**Record excerpts**
↓

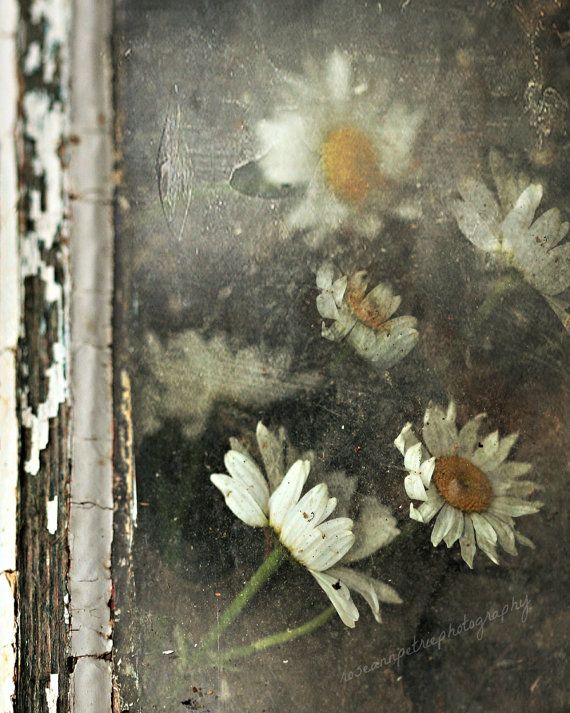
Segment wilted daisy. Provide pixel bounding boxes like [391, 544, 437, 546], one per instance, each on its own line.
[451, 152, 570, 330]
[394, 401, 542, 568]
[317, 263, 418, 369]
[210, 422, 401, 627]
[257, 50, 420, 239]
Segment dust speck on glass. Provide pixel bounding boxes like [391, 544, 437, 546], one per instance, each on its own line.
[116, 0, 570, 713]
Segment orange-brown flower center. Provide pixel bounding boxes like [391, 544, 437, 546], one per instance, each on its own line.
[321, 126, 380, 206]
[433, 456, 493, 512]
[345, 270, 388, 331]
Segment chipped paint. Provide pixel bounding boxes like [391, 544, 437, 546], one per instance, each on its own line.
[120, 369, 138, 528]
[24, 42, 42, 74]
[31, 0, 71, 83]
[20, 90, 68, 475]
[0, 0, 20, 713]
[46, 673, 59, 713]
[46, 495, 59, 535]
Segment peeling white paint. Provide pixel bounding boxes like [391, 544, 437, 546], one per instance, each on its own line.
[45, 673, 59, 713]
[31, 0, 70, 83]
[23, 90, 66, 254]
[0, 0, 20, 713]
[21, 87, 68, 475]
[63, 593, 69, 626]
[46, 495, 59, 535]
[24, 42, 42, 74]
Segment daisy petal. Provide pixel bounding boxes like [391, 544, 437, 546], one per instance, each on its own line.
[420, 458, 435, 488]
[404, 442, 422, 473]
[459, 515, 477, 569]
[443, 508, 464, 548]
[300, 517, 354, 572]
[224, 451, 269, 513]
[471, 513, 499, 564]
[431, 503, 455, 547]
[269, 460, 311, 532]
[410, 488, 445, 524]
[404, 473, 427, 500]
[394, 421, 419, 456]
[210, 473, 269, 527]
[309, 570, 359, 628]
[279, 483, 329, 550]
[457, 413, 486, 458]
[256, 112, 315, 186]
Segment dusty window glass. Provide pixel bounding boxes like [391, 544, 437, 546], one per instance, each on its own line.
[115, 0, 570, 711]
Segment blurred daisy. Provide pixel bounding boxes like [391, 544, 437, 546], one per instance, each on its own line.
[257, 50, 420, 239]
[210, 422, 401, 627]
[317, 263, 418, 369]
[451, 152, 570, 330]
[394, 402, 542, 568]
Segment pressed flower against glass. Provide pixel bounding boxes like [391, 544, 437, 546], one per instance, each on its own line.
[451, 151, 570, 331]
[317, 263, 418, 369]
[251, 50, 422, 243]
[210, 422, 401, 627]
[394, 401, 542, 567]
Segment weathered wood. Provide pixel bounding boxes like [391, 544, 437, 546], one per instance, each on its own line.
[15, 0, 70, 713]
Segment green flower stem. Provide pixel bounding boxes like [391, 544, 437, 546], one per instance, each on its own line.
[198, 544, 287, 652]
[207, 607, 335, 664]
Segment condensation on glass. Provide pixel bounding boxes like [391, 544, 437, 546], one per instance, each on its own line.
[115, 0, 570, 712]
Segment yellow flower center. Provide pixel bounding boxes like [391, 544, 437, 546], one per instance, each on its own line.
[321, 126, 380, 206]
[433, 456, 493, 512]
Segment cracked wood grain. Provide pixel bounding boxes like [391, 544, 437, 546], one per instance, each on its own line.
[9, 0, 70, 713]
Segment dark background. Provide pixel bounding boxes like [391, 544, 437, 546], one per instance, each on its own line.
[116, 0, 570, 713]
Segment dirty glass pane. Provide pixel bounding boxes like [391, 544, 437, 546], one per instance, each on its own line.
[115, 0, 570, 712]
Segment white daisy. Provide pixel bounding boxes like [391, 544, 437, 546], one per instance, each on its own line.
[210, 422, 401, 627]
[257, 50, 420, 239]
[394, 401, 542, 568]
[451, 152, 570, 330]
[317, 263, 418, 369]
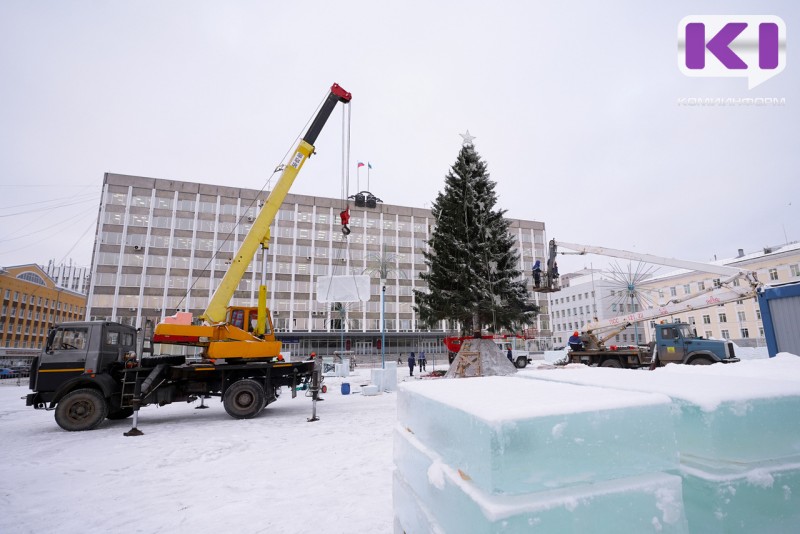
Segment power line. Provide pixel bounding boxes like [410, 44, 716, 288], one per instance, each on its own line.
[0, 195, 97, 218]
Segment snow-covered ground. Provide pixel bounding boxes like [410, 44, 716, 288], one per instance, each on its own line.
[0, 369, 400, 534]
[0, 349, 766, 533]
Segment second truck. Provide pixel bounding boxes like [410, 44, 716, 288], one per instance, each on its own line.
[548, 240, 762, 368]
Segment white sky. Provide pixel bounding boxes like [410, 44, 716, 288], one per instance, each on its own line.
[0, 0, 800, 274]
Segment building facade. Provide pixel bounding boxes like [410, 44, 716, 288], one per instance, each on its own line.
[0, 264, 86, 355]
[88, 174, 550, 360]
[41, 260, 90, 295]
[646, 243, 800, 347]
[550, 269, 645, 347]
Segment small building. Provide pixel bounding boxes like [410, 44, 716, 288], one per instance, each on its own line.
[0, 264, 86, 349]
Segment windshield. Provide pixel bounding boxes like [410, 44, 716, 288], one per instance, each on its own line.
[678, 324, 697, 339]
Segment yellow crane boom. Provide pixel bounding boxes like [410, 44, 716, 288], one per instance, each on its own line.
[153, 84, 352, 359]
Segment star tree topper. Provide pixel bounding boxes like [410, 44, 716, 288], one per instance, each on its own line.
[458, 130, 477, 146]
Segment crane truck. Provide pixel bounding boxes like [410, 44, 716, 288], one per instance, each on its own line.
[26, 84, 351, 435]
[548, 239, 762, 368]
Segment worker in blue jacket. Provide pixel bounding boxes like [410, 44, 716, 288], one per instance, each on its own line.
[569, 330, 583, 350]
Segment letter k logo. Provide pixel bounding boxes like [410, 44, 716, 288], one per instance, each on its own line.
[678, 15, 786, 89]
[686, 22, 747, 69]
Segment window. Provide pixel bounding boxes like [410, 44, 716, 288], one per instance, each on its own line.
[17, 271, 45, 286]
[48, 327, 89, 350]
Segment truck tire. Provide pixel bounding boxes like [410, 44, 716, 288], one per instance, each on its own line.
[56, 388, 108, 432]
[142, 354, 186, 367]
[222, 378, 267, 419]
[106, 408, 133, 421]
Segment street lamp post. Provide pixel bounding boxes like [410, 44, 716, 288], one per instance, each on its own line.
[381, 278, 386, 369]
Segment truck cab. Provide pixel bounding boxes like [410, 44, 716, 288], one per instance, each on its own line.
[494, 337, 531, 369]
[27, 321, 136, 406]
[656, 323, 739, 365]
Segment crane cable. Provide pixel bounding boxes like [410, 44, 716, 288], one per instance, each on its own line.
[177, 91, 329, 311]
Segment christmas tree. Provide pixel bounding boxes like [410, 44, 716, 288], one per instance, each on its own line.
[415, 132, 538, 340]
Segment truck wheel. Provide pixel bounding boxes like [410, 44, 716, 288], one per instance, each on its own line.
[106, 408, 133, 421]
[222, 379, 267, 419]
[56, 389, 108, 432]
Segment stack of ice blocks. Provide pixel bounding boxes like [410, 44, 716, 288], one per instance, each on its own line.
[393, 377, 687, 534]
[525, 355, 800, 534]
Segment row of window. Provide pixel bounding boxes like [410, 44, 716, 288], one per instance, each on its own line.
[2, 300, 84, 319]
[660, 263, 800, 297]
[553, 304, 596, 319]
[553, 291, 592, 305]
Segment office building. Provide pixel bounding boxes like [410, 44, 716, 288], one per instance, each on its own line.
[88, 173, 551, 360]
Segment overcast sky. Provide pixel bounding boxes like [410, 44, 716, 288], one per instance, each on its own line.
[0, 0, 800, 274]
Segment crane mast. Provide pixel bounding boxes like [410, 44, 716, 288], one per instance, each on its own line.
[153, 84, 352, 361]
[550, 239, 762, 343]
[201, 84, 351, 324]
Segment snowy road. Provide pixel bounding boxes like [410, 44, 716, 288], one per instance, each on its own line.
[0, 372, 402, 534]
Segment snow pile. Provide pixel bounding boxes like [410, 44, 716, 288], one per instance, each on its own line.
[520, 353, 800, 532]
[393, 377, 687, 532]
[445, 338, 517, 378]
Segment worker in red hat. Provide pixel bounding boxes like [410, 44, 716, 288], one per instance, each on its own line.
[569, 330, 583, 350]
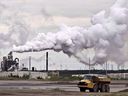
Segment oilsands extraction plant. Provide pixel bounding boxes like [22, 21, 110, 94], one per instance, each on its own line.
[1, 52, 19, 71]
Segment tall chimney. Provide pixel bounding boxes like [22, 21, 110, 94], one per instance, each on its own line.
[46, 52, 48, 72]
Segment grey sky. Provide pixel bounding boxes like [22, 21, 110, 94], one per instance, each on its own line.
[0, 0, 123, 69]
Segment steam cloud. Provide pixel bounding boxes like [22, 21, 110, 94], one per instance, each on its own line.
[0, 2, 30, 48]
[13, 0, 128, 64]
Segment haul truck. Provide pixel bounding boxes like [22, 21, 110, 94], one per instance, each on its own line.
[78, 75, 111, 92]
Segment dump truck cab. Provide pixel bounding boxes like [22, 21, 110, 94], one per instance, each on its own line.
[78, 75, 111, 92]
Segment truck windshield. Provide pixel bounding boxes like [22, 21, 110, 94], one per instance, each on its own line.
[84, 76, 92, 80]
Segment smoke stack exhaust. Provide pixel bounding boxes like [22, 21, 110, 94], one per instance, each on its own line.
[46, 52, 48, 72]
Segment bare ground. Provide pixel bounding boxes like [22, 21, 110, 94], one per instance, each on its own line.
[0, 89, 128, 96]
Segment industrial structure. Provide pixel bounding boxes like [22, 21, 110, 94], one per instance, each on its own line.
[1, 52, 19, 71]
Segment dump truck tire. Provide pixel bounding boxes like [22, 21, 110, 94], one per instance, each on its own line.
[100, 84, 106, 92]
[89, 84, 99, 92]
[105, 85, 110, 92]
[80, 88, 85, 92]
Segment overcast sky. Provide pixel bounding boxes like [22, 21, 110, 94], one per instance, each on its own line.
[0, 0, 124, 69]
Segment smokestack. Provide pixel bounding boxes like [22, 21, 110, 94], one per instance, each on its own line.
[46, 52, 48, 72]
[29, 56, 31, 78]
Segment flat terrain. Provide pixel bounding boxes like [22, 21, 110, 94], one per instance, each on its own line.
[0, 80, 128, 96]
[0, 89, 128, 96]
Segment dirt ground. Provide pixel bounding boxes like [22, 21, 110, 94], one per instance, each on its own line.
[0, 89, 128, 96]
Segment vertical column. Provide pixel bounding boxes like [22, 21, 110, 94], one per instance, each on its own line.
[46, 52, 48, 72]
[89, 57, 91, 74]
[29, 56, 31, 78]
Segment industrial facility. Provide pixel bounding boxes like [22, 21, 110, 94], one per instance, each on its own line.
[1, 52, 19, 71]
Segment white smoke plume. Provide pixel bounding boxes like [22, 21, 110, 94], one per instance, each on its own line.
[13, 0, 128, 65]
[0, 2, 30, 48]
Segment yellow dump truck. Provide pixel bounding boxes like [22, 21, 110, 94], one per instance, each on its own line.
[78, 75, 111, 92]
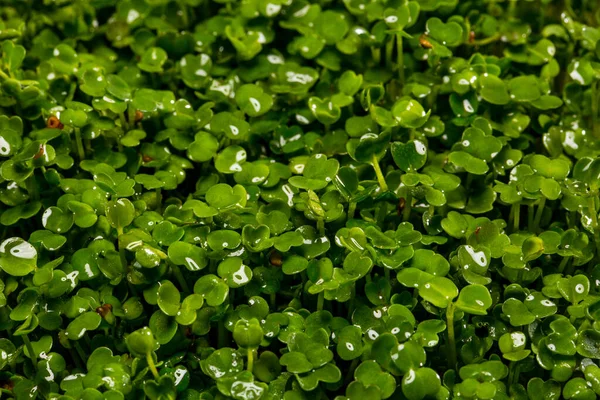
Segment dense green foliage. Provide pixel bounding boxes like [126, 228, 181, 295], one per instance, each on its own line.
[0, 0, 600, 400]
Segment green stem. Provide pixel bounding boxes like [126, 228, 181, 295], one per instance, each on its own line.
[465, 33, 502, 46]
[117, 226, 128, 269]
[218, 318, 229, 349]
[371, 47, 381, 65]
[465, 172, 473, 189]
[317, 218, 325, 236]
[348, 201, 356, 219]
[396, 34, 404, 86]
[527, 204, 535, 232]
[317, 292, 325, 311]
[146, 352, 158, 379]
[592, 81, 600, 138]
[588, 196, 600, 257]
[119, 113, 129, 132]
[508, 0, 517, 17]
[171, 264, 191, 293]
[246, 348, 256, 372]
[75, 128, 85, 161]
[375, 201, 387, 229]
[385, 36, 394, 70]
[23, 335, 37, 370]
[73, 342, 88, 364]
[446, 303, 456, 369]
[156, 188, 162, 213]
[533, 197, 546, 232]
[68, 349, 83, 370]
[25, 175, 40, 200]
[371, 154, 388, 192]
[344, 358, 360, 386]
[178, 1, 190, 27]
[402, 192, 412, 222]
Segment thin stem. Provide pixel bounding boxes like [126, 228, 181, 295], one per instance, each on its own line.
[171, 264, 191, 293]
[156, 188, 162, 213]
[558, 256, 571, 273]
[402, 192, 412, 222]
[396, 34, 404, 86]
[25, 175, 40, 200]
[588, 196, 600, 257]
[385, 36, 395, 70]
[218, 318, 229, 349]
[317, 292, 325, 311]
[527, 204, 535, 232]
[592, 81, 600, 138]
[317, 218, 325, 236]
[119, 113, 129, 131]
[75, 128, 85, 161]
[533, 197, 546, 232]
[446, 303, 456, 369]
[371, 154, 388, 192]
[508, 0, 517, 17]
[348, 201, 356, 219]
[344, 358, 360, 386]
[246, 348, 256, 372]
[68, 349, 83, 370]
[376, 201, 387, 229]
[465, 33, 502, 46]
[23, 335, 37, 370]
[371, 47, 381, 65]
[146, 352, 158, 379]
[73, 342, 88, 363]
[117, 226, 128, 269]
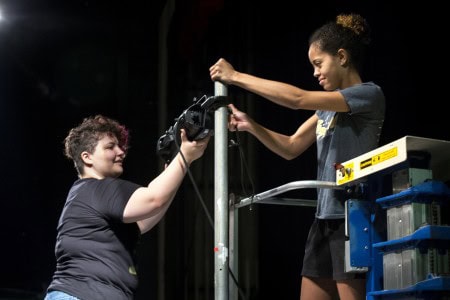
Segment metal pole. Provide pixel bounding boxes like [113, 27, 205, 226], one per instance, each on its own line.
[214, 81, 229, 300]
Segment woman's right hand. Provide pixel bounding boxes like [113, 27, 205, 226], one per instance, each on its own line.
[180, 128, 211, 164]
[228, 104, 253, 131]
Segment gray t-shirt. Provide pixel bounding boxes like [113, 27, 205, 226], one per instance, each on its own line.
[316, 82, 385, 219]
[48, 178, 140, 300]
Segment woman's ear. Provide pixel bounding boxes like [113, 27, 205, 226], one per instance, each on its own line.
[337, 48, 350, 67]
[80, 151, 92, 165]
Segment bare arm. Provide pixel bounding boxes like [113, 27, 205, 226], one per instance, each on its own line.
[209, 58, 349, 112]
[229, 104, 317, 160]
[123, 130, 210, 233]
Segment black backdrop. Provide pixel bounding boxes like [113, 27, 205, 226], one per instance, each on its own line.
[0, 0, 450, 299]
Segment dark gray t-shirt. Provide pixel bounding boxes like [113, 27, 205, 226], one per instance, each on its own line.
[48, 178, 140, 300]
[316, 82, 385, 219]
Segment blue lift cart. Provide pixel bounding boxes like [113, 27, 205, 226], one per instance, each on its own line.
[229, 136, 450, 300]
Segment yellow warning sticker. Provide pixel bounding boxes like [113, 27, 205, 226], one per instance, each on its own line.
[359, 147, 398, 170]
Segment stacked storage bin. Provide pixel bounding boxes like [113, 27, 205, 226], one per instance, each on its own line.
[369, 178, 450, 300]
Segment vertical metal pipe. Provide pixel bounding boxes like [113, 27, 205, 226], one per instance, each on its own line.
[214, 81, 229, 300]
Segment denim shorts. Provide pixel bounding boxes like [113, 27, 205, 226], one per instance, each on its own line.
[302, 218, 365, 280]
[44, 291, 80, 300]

↑

Could you write out the lines again, from the line with "Segment denim shorts." through the last line, renaming "denim shorts" to "jean shorts" and leaving everything else as it is?

**Complete answer**
Segment jean shorts. Provide pixel bounding boxes like [113, 27, 205, 226], one per instance, each on its own line.
[302, 218, 365, 280]
[44, 291, 80, 300]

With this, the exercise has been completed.